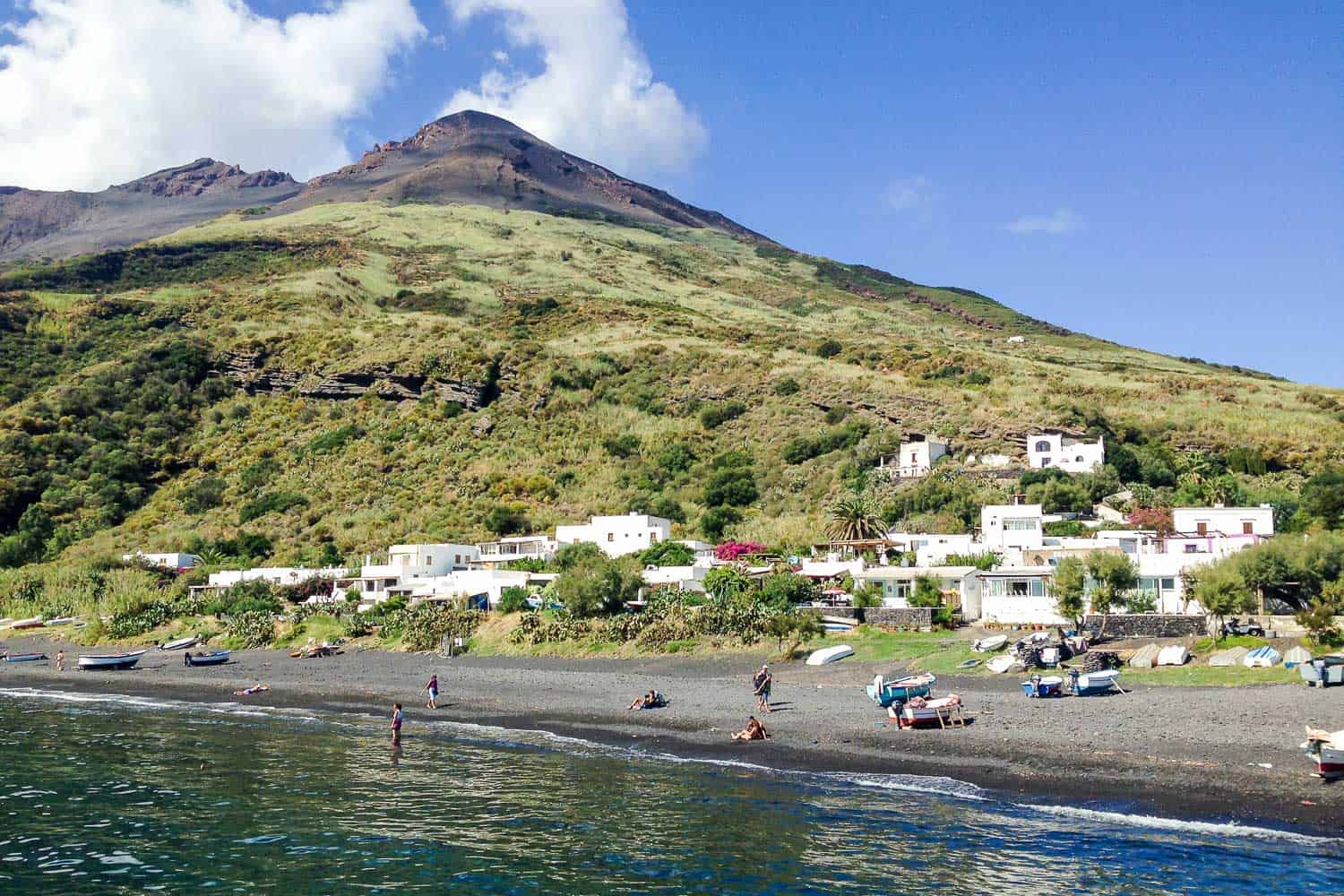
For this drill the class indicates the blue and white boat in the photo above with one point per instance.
(900, 691)
(1261, 659)
(1043, 686)
(1089, 684)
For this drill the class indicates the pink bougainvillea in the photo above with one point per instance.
(738, 549)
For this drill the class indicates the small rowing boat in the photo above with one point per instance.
(110, 659)
(1261, 659)
(180, 643)
(1089, 684)
(991, 643)
(830, 654)
(212, 659)
(23, 657)
(898, 691)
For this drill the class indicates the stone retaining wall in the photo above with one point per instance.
(1150, 625)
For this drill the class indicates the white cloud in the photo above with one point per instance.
(596, 94)
(910, 194)
(1062, 220)
(99, 91)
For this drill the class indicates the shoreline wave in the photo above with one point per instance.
(937, 786)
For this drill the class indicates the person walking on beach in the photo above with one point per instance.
(761, 686)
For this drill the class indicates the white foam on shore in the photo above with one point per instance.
(1159, 823)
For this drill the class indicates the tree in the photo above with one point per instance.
(1115, 575)
(1222, 591)
(667, 554)
(726, 583)
(1322, 497)
(573, 555)
(597, 584)
(513, 599)
(1070, 589)
(926, 594)
(785, 590)
(852, 519)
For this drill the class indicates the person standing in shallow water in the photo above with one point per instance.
(761, 686)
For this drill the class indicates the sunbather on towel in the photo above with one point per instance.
(754, 731)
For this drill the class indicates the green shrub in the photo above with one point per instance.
(269, 503)
(253, 629)
(717, 416)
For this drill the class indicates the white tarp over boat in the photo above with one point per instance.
(1145, 657)
(1174, 656)
(1230, 657)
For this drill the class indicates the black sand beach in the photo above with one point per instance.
(1179, 751)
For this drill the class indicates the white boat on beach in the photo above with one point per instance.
(1327, 750)
(1261, 659)
(1174, 656)
(110, 659)
(180, 643)
(830, 654)
(991, 643)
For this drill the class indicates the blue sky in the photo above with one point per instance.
(1163, 175)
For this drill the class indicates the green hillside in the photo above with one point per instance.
(511, 371)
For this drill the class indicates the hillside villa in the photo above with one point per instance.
(1067, 454)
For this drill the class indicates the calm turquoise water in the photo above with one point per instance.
(109, 796)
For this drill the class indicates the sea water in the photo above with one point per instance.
(118, 794)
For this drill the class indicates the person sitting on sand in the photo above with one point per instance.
(754, 731)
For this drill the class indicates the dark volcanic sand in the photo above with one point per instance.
(1190, 753)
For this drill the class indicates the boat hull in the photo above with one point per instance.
(215, 659)
(1048, 686)
(110, 662)
(902, 689)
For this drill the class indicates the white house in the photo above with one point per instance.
(1226, 521)
(1012, 527)
(1015, 595)
(959, 584)
(1070, 455)
(481, 587)
(617, 535)
(916, 458)
(406, 564)
(280, 576)
(516, 547)
(175, 562)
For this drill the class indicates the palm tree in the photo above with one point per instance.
(852, 519)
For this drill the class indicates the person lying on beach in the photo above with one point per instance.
(652, 700)
(754, 731)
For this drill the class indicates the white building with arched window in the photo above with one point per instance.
★ ★ ★ ★
#### Exercise requirements
No pictures belong in the copy. Repeat the listing above exactly.

#### Solution for this problem
For this drill the class indicates the blue and white boat in the photo above with one point per instance.
(900, 691)
(1261, 659)
(1043, 686)
(1089, 684)
For this drill the class indicates the pink bougainvillea in the photo above with one point per instance.
(738, 549)
For this drill the class indicates the small rowing boat in the photo above with one point per instance.
(110, 659)
(1261, 659)
(180, 643)
(1089, 684)
(991, 643)
(830, 654)
(212, 659)
(23, 657)
(898, 691)
For this drill the class indicates the stone retaining wall in the photo above with one point per instance.
(1150, 625)
For this drill the class indicates the white cloud in the photo above with one point per instance.
(596, 94)
(910, 194)
(1062, 220)
(99, 91)
For this drill the class indicates the shoreline wave in the photo above with one point per instance.
(937, 786)
For this drill the class indicates the person walking on beach in the photo above with one point per instance.
(761, 686)
For this drill the class indicates the white foam on shore in the photo above with one point per instance.
(1159, 823)
For this drill the class indicates the tree in the photo above with one point per instance.
(1115, 575)
(1222, 591)
(667, 554)
(726, 583)
(1322, 497)
(573, 555)
(597, 584)
(513, 599)
(1070, 589)
(926, 594)
(785, 590)
(852, 519)
For this drill the class indicates the person standing in shallow water in the photo above with one point per instance.
(761, 686)
For this drill the class indicates the sunbather on towel in the photo above with one point per instance.
(754, 731)
For this drill the class indicates the green shrub in the photo above with one point per instance.
(269, 503)
(253, 629)
(717, 416)
For this drill the class indicates the white tarp over boat in the photo above with one point per instance.
(1145, 657)
(1174, 656)
(1230, 657)
For this drill the class indicates the black sand beach in the photo above with one point per instance.
(1179, 751)
For this drill the class indicates the white boat on beach in the photo above with one point per instance.
(1327, 750)
(1261, 659)
(1174, 656)
(110, 659)
(180, 643)
(830, 654)
(991, 643)
For this drill the class indicates the blue sky in the photo above with one point per instance.
(1163, 175)
For this drill the class indicates the green hillside in the photo above with one point per instance.
(511, 371)
For this drill the class indicates the hillside villa in the photo above with one point per instance.
(1067, 454)
For this drill the class indicates the calm turquoise water in the photo above with one point per instance.
(109, 796)
For this drill the class indicates the sea water in the photo above with one point per instance.
(118, 794)
For this drill the class indicates the person sitting on sand in the photo above with one point per instance.
(754, 731)
For this drill the class indicates the dark volcanic sand in the photo above with one point per instance.
(1190, 753)
For this drill the class indicates the boat hull in the photo above with one point per instance.
(215, 659)
(1048, 686)
(110, 662)
(902, 689)
For this drill the class indicates the white house in the photo above with one point per instance.
(1226, 521)
(1012, 527)
(1015, 595)
(959, 584)
(1070, 455)
(481, 587)
(617, 535)
(916, 458)
(406, 564)
(280, 576)
(516, 547)
(175, 562)
For this drill the class indicates the palm tree in the photo above with one point per instance.
(852, 519)
For this drill the class indicates the person lying on beach in the photo above with one point per instance.
(652, 700)
(754, 731)
For this drill the class indicates the white building with arched window in the photo above with one point per instance.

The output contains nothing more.